**SOURCE EXTRACT**:

Question: Merge small segments during compaction
Have you checked borgbackup docs, FAQ, and open Github issues?
Yes
Is this a BUG / ISSUE report or a QUESTION?
Question
System information. For client/server mode post info for both machines.
Your borg version (borg -V).
borg 1.2.0
Question
I'm looking for a way to merge the many small segment files borg creates during normal operation into fewer bigger ones. The underlying storage I use is optimized for large files, but since archives are created frequently I end up with many small files that don't even come close to max_segment_size.
After looking at the code I was able to modify the compact routing to produce the desired result, but I was wondering if there is another (less-hackish) way to do the same thing.
borg does not try to optimize for (very) large files. if it creates a relatively small segment file way below max_segment_size because there was not more data at the time of writing, this is not considered a problem as of now.
what borg does try to avoid is creating extremely many very-small files (like the tons of 17b files it created in 1.1.x due to a bug), but a small amount of these is also considered acceptable and intended (like e.g. having the manifest and final commit in separate files - this is done because the manifest is regularly re-written, so having it separately causes less I/O).

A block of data

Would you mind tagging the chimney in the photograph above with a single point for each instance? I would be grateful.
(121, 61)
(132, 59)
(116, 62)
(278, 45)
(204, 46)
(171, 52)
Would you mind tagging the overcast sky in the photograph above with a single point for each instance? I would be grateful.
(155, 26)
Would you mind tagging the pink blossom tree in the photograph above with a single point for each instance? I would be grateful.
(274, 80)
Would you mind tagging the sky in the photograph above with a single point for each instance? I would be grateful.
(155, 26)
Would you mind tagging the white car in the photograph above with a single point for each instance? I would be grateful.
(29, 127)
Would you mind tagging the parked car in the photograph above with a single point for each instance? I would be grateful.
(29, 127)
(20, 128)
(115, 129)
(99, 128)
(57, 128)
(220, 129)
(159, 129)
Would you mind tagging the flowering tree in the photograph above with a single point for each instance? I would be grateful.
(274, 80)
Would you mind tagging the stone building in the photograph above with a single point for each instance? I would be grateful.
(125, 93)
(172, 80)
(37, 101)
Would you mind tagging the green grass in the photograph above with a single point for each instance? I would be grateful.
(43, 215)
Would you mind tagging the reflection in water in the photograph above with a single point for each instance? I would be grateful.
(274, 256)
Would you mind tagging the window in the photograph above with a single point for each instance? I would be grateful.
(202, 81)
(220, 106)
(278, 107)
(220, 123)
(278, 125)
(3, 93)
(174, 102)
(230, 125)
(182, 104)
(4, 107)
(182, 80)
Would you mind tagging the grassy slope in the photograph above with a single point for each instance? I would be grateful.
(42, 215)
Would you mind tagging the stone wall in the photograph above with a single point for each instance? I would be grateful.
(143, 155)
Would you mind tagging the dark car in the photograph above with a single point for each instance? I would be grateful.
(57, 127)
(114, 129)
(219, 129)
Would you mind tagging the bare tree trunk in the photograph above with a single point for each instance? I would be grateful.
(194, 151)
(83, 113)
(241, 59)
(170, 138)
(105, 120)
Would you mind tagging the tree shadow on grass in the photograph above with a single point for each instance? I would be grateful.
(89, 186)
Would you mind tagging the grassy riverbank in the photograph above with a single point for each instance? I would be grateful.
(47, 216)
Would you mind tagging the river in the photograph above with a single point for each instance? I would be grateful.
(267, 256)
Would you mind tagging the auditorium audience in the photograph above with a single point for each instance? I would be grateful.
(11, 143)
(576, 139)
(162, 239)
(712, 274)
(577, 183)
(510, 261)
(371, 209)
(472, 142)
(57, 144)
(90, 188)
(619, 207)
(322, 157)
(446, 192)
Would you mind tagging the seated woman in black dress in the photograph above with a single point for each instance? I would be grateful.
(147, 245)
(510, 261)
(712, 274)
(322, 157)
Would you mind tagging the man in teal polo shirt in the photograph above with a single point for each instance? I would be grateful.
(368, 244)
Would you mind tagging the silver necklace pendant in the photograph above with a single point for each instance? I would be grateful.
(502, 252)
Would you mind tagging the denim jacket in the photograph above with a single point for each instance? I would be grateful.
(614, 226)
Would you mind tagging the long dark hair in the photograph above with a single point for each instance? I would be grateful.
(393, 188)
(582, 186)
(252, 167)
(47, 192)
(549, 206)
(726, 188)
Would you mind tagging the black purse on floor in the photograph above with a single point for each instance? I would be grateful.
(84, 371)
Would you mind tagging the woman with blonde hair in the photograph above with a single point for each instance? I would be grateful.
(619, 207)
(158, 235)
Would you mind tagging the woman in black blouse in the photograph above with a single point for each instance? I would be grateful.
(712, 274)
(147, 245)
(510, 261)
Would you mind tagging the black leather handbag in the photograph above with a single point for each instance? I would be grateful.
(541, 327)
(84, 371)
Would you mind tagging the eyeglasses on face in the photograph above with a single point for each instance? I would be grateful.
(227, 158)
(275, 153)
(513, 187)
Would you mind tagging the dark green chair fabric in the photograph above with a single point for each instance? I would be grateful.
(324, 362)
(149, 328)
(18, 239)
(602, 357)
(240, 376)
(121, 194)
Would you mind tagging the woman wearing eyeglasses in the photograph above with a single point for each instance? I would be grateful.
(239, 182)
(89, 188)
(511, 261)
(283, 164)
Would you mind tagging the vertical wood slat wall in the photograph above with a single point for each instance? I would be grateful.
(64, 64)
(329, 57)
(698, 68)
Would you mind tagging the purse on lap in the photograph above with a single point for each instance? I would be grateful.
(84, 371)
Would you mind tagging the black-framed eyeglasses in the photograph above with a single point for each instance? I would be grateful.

**WORK TO DO**:
• a. In the thread about merging small borg segments, why is the manifest kept in a separate file?
• b. Continue the thread about merging small borg segments from the point where it stops.
Nothing here requires the rows.

**RESULTS IN ORDER**:
• a. Because the manifest is regularly re-written, so keeping it separate causes less I/O.

• b.
after initially creating a segment file, it is usually not modified any more. the only exception is if it gets "holes" and borg compact finds enough holes in it so it seems worth compacting it. Then all non-deleted entries get read and rewritten to a new segment file.
so, guess the hack you made is to trigger that rewriting just based on the size of a segment file? for your situation that is desirable (if having a big segment file size is more important than the additional I/O caused by this is undesirable).
what kind of storage do you use and why exactly are smaller files a problem?
I see. The change I made to the compact routing works as you described. It considers all segments eligible for compaction, not only those in the hints file. The threshold code needed some minor tweaking too, as -threshold 0 did not work right away.
For storage I use a ext4 filesystem with parameters tuned for very large files with snapraid on top. So it's not really a problem but a nice-to-have feature. The filesystem has a larger byte/inode ratio among other settings which I cannot change.
Guess this is solved?